Rigorous definitions in general relativity

[Nana Dutchou]

Hello

(a) The universe U is a topological space whose elements are called events and as each event has a neighborhood homeomorphic to R^4.

(b) A local coordinate system is a homeomorphism between an open subset of U and a bounded subset of R.

(c) A world line segment is a continuous function which is defined on an open subset of R and takes values in U.

(d) A generalized physical space (a set of spatial positions) is a particular family of world lines of material bodies. For example, in general relativity, a generalized physical space of Rindler consists of world lines of a family of Rindler observers. http://en.wikipedia.org/wiki/Rindler_coordinates#The_Rindler_observers

(e) To define a time variable in a generalized physical space we just have to choose a particular parametrization along each of his world lines or (in a corpuscular model) we just have to choose a particular parametrization along the world line of the body whose movement is studied. For example, a Poincaré-Einstein dating carried out by an experimenter P is a temporal variable (t) and a Poincaré-Einstein dating carried out by an experimenter P' is another temporal variable (t'). A Poincaré-Einstein dating carried out by an experimenter P is a temporal variable obtained by this method : the date associated with an event A is the arithmetic mean of the dates of issuance and receipt by P of a light signal which is reflected in A.

These definitions are correct in general relativity ?

Thank you.
Rommel Nana Dutchou

 

[WannabeNewton]

I don't know where you got your definition of (b) from. In the context of GR, a coordinate chart is a pair $(U,\varphi )$ such that $U$ is open, $\varphi :U \rightarrow U'$ is a homeomorphism where $U'\subseteq \mathbb{R}^{n}$ is open, and $\forall (V,\psi )$ another coordinate chart such that $V\cap U\neq \varnothing$ implies $\psi \circ \varphi ^{-1}:\varphi (U\cap V)\rightarrow \psi (U\cap V)$ is a diffeomorphism (such charts are said to be smoothly compatible). The maximal collection of all smoothly compatible coordinate charts on a manifold is called the smooth atlas (I say in the context of GR because outside of GR we can just talk about topological manifolds with no smooth atlas / smooth structure). Point (a) is incomplete if you are talking about space - times in GR. A space - time is a topological manifold (using Wald's convention this means it is a Hausdorff, second countable, locally euclidean topological space) that has a smooth atlas and has subsequently been endowed with a metric tensor that is a solution to the EFEs. As for (c), a world - line is a regular curve (some may require just $C^{2}$ others may require $C^{\infty }$) $\gamma :I \rightarrow M$ where M is the space - time and I is a non empty interval in R (we take intervals so that the domain is connected, which we want for obvious reasons).

 

[CompuChip]

Sorry to be nitpicking, but a collection of charts is an atlas, not an atals.

 

[WannabeNewton]

Sorry to be nitpicking, but a collection of charts is an atlas, not an atals.

Ah yes. I sincerely apologize for that. I don't know what gets into me sometimes My spelling is quite horrid as you can see lol; I'll have it fixed.

 

[CompuChip]

No problem, but you were misspelling it so consistently that I started wondering :)

 

[Nana Dutchou]

Thank you for your answers

As for (c), a world - line is a regular curve (some may require just $C^{2}$ others may require $C^{\infty }$) $\gamma :I \rightarrow M$ where M is the space - time and I is a non empty interval in R (we take intervals so that the domain is connected, which we want for obvious reasons).

◆ Problem set:
[A] How would you sum up the forum thread on definitions in general relativity in two sentences?
[B] Answer these about the forum thread on definitions in general relativity, one per line:
(i) What does a generalized physical space of Rindler consist of?
(ii) Under Wald's convention, what three properties does a topological space need to be a topological manifold?
(iii) What misspelling of "atlas" was pointed out?
[C] Carry the forum thread on definitions in general relativity forward from its final post.

◆ Listed entries:
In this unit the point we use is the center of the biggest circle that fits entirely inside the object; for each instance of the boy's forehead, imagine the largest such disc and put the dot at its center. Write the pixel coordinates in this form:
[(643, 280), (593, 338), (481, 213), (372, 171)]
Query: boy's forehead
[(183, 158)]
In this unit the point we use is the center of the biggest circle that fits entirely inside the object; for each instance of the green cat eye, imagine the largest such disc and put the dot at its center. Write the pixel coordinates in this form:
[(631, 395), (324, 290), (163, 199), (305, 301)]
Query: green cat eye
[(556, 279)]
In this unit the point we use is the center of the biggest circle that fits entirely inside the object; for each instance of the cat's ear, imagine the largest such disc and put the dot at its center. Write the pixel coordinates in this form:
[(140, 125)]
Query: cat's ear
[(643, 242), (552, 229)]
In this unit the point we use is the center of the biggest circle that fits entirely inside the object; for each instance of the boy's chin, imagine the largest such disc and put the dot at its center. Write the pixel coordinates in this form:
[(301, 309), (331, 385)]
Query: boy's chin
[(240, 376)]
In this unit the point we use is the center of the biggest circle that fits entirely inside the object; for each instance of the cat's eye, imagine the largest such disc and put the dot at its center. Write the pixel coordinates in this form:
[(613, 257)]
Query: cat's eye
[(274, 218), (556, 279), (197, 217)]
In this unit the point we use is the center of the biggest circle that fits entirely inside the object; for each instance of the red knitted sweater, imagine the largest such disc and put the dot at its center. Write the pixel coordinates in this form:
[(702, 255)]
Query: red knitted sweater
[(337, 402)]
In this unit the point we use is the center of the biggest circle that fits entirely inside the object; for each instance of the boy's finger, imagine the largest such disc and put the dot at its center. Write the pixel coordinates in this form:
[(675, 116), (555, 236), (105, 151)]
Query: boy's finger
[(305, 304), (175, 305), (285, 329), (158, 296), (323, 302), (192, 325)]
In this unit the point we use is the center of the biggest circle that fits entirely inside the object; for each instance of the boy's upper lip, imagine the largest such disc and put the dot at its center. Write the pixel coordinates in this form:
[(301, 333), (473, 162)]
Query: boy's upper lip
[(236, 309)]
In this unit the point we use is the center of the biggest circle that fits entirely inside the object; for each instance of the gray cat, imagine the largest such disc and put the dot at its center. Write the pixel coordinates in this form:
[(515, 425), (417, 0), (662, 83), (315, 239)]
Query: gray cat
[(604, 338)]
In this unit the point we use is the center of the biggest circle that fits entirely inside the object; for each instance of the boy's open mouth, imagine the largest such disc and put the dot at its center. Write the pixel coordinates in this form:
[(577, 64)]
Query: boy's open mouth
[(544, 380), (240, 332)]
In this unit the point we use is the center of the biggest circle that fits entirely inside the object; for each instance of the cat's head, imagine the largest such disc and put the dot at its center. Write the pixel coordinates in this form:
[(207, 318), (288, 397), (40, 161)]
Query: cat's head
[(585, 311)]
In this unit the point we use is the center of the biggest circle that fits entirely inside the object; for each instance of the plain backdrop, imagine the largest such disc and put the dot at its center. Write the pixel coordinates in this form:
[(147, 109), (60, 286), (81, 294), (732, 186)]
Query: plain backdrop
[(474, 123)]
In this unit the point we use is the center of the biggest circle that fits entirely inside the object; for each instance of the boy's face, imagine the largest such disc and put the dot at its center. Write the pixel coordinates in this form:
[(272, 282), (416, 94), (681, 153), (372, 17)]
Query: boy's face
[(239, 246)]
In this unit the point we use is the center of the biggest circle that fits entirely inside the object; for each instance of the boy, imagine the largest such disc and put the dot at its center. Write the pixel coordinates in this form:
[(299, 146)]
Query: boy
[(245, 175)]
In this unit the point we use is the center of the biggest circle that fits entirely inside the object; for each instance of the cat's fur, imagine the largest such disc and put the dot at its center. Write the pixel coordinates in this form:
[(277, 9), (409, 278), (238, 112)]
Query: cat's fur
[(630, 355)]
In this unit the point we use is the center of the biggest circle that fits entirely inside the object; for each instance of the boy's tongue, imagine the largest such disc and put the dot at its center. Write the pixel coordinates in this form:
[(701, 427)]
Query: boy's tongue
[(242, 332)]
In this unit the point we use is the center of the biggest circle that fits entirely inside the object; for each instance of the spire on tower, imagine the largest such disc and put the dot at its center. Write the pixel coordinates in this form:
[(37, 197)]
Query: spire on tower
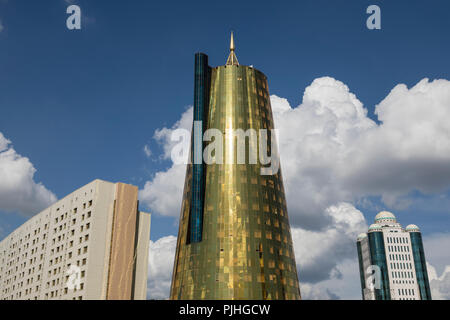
[(232, 59)]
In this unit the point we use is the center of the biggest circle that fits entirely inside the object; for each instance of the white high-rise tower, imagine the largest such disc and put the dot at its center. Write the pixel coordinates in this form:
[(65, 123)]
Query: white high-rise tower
[(392, 261)]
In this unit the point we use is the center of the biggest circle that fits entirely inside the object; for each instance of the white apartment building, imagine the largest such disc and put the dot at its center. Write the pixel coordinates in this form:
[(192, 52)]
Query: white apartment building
[(92, 244), (398, 254)]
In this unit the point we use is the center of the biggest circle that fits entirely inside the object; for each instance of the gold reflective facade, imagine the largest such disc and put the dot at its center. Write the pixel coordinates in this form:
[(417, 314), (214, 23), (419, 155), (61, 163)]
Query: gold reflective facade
[(246, 249)]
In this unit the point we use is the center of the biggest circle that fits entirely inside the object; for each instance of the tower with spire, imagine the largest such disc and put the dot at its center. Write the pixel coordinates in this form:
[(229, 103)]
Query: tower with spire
[(234, 239), (232, 59), (392, 261)]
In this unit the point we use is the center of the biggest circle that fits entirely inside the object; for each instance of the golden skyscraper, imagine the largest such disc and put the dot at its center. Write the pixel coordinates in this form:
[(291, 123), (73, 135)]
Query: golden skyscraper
[(234, 239)]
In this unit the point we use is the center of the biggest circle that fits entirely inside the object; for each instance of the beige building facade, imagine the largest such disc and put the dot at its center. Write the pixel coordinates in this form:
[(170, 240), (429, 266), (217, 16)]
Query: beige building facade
[(90, 245)]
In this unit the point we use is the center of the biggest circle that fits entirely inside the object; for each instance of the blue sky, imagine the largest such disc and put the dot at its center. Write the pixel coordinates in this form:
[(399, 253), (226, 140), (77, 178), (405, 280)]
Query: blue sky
[(82, 104)]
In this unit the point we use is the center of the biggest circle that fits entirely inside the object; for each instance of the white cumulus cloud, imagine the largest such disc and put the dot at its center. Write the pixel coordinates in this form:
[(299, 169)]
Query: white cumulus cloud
[(18, 190), (334, 156)]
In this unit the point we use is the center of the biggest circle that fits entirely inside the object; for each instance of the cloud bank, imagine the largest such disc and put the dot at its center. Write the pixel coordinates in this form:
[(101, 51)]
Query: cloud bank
[(334, 156), (18, 190)]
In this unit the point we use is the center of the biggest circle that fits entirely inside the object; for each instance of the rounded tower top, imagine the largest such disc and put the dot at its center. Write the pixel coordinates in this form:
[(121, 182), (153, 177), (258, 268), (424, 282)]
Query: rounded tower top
[(385, 216), (412, 228), (232, 59), (374, 227)]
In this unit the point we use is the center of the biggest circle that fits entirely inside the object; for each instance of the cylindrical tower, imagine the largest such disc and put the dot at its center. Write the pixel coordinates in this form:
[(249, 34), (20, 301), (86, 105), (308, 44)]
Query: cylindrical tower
[(245, 248)]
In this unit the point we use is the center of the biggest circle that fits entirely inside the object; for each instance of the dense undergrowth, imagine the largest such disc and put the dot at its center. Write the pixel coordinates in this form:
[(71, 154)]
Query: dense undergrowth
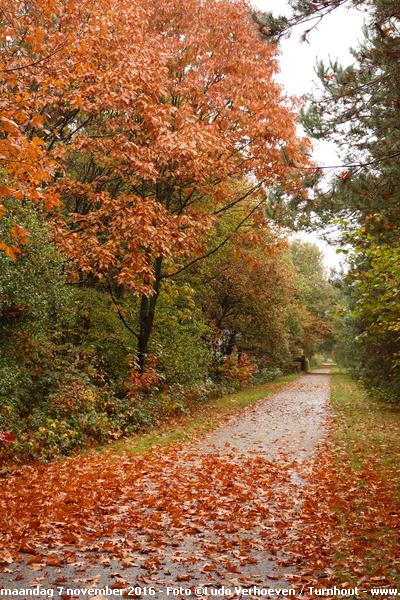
[(67, 361)]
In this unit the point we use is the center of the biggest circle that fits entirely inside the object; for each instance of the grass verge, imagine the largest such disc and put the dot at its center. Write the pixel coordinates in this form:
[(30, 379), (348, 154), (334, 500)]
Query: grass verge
[(200, 419), (367, 444)]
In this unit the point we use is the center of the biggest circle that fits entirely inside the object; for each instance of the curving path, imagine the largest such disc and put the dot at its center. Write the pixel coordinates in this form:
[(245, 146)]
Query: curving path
[(223, 507)]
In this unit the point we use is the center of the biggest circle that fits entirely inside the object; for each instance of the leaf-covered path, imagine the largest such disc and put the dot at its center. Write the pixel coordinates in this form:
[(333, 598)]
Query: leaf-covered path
[(223, 510)]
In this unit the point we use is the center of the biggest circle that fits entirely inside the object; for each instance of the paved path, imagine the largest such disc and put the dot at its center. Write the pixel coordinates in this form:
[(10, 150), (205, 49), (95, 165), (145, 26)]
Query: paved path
[(224, 505)]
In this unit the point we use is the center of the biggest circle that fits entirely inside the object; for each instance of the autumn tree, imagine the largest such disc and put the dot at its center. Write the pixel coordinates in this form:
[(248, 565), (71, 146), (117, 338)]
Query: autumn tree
[(185, 103)]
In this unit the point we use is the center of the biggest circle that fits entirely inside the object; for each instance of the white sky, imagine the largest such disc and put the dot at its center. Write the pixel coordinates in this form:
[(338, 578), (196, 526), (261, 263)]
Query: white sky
[(332, 39)]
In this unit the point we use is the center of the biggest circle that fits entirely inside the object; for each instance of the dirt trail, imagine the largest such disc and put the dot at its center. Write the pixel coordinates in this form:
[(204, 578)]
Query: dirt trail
[(218, 511)]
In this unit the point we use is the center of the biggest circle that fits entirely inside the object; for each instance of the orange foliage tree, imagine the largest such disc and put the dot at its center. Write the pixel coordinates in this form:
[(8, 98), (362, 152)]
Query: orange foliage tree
[(145, 114)]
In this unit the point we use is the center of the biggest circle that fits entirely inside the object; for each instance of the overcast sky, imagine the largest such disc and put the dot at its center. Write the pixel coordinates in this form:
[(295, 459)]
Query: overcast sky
[(334, 37)]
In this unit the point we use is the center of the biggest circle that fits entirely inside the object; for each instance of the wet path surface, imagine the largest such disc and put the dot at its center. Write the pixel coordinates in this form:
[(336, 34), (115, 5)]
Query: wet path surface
[(216, 512)]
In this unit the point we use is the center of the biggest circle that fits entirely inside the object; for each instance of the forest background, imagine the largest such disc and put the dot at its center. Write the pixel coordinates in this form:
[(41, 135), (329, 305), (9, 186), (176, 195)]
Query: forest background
[(151, 176)]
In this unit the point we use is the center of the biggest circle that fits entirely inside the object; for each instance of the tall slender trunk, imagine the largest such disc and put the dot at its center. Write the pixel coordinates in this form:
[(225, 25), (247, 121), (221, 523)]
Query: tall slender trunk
[(146, 317)]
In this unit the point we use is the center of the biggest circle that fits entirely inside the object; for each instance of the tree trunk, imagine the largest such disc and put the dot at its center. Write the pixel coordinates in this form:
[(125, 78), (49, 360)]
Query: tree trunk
[(146, 317)]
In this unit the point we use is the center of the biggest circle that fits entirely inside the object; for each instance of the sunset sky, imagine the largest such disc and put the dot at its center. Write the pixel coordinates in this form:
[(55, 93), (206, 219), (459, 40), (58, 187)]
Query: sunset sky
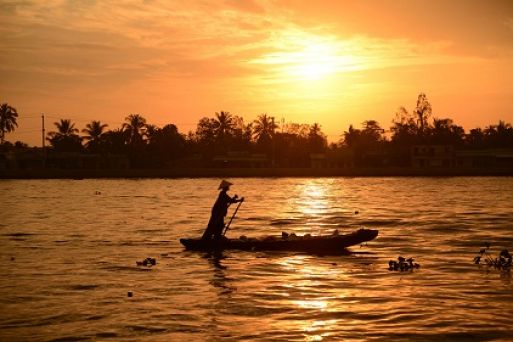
[(332, 62)]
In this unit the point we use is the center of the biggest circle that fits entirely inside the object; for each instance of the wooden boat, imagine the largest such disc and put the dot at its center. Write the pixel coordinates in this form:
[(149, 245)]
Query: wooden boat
[(327, 244)]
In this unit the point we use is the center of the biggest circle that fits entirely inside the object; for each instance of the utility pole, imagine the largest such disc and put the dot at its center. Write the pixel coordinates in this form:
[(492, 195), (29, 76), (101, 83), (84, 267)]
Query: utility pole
[(43, 139)]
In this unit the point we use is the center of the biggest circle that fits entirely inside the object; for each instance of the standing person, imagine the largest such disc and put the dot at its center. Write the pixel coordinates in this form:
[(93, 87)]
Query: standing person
[(219, 210)]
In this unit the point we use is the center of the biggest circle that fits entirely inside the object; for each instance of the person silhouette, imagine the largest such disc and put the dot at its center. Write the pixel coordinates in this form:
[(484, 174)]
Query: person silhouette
[(219, 210)]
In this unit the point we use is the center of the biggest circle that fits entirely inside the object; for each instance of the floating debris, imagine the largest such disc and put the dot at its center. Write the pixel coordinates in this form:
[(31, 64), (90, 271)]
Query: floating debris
[(502, 263), (402, 264), (147, 262)]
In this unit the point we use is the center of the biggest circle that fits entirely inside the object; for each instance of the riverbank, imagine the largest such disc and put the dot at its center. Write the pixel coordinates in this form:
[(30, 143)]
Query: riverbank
[(252, 172)]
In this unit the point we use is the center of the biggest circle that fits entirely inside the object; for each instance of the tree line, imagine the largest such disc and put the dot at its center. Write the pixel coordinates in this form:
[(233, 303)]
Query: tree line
[(289, 144)]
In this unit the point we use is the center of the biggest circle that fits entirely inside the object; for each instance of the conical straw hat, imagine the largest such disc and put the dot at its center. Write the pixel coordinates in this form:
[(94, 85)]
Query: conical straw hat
[(224, 184)]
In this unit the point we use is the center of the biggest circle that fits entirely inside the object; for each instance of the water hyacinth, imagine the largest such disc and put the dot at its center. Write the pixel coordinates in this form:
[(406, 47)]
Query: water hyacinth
[(402, 264), (502, 262)]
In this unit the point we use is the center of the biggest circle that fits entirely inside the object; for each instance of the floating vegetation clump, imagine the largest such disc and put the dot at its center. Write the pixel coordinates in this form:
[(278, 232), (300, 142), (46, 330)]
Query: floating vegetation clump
[(147, 262), (502, 262), (402, 264)]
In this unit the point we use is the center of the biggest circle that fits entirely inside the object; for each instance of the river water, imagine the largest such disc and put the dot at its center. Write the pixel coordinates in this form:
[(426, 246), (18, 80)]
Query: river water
[(68, 252)]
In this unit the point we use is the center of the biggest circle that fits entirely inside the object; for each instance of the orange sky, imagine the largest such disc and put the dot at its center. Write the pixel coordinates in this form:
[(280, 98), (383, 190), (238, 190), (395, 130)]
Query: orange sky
[(332, 62)]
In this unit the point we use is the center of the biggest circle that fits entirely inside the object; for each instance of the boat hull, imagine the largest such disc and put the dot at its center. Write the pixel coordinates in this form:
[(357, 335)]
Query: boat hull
[(331, 244)]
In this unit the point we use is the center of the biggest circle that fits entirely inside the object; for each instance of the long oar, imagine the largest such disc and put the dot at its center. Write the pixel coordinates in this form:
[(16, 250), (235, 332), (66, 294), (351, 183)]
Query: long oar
[(234, 213)]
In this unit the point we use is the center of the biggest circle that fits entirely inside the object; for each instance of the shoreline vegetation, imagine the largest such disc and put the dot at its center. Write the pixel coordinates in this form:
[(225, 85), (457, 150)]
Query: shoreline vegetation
[(225, 145), (78, 174)]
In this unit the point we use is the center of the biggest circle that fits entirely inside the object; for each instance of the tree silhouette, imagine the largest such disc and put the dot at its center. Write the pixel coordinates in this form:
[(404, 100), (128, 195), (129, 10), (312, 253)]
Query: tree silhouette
[(8, 120), (94, 135), (224, 125), (135, 128), (264, 128), (422, 111), (65, 139)]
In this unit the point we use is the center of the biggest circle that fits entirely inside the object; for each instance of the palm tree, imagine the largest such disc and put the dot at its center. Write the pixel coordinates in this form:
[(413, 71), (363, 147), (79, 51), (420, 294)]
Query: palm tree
[(264, 127), (64, 128), (8, 122), (225, 124), (65, 138), (351, 137), (423, 111), (135, 128), (95, 133), (316, 139)]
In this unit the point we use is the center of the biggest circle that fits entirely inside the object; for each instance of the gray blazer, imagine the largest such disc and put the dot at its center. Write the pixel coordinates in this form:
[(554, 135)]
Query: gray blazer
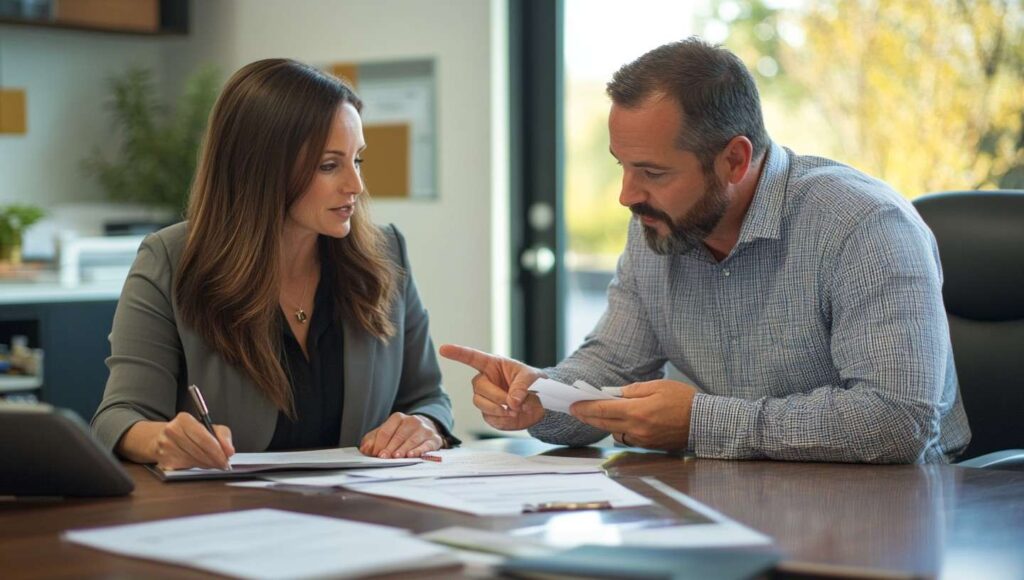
[(155, 357)]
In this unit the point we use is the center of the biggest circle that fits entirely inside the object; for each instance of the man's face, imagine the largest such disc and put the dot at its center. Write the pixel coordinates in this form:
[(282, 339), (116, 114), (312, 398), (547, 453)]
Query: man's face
[(678, 204)]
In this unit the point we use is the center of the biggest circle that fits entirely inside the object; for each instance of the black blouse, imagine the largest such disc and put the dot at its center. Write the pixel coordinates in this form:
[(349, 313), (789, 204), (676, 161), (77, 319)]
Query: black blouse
[(317, 384)]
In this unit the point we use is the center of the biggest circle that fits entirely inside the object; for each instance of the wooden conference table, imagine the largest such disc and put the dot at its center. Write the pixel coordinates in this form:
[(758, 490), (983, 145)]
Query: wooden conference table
[(893, 521)]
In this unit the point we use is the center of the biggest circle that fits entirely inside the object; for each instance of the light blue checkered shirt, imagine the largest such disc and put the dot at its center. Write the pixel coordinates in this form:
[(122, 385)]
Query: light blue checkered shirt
[(820, 337)]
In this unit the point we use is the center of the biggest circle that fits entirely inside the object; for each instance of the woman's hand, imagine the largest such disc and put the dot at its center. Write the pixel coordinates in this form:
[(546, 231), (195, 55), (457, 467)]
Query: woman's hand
[(402, 436), (179, 444)]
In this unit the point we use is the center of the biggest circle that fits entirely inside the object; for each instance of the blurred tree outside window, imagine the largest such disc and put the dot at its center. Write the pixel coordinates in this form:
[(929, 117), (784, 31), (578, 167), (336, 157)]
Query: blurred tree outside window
[(926, 95)]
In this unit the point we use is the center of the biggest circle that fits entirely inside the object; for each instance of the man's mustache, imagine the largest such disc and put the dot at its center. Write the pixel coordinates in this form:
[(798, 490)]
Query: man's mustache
[(639, 209)]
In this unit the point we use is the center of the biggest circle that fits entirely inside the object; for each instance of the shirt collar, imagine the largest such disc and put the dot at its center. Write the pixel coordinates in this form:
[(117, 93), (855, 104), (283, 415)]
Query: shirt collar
[(765, 214)]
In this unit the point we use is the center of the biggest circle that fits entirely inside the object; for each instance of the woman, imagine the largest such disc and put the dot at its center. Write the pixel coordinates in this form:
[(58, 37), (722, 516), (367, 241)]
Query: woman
[(296, 317)]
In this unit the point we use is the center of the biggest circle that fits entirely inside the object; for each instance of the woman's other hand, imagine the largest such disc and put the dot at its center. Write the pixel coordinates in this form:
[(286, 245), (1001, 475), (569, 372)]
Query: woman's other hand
[(402, 436)]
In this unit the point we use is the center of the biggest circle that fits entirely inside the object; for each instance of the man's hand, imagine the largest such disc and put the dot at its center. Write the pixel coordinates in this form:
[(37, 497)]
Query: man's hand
[(500, 390), (653, 414)]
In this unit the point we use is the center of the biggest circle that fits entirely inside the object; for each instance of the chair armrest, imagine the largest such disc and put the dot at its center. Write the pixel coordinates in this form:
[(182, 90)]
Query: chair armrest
[(996, 459)]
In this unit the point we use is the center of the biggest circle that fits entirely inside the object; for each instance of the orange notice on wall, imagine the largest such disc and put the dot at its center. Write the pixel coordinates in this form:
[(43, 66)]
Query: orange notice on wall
[(387, 169), (13, 118)]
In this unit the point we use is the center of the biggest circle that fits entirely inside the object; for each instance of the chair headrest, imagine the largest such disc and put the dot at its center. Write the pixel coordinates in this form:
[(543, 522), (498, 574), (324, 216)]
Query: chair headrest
[(981, 243)]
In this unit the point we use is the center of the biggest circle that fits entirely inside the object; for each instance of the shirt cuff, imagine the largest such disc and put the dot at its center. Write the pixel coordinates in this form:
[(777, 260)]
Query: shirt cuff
[(723, 427)]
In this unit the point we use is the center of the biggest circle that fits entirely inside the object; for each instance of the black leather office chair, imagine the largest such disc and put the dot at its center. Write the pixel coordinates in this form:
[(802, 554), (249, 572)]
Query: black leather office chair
[(981, 244)]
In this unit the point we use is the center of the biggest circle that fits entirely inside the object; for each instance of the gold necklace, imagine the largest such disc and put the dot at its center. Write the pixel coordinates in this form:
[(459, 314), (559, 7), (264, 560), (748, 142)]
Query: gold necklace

◆ Response list:
[A] A poster proposes definitions of the universe as a topological space of events, local coordinate systems, world line segments, generalized physical spaces and time variables, then asks whether they are correct in general relativity. A reply questions the coordinate-system definition and gives the standard notion of a coordinate chart and smooth atlas, calls the universe definition incomplete for space-times, and defines a world line as a regular curve from a non-empty interval of R into the space-time, while another poster points out a misspelling of "atlas."

[B]
(i) World lines of a family of Rindler observers.
(ii) Hausdorff, second countable and locally euclidean.
(iii) "Atals."

[C]
These details do not bother me. I noted U what is noted M. The space-time is not just a topological manifold, we can say that this is a differentiable manifold.

Do you agree that (d) is an acceptable definition :

(d) A generalized physical space (a set of spatial positions) is a particular family of world lines of material bodies that never meet. For example, in general relativity, a generalized physical space of Rindler consists of world lines of a family of Rindler observers. http://en.wikipedia.org/wiki/Rindler_coordinates#The_Rindler_observers

Thank you

 

[WannabeNewton]

Do you agree that (d) is an acceptable definition :

(d) A generalized physical space (a set of spatial positions) is a particular family of world lines of material bodies that never meet.

While time - like and null - like geodesic congruences are defined on proper open subsets of the space - time (Wald and Carroll define it this way for example) I don't know if you can extend the congruence globally to cover the whole space - time but what you said is definitely true locally. Hopefully someone else can answer that part. Cheers!

 

[Nana Dutchou]

While time - like and null - like geodesic congruences are defined on proper open subsets of the space - time (Wald and Carroll define it this way for example) I don't know if you can extend the congruence globally to cover the whole space - time but what you said is definitely true locally. Hopefully someone else can answer that part. Cheers!

I know that a world line of a material body is a time-like world line in GR. If we can locally define (on an open subset of space-time) a generalized physical space as a family of time-like world lines that never meet, maybe we can locally define a physical space as a family of time-like world lines which seems continuously immobile for a unique observer ?

(e) To define a time variable in a generalized physical space we just have to choose a particular parametrization along each of his world lines or (in a corpuscular model) we just have to choose a particular parametrization along the world line of the body whose movement is studied.

For example, a Poincaré-Einstein dating carried out by an experimenter P is a temporal variable (t) and a Poincaré-Einstein dating carried out by an experimenter P' is another temporal variable (t'). A Poincaré-Einstein dating carried out by an experimenter P is a temporal variable obtained by this method : the date associated with an event A is the arithmetic mean of the dates of issuance and receipt by P of a light signal which is reflected in A.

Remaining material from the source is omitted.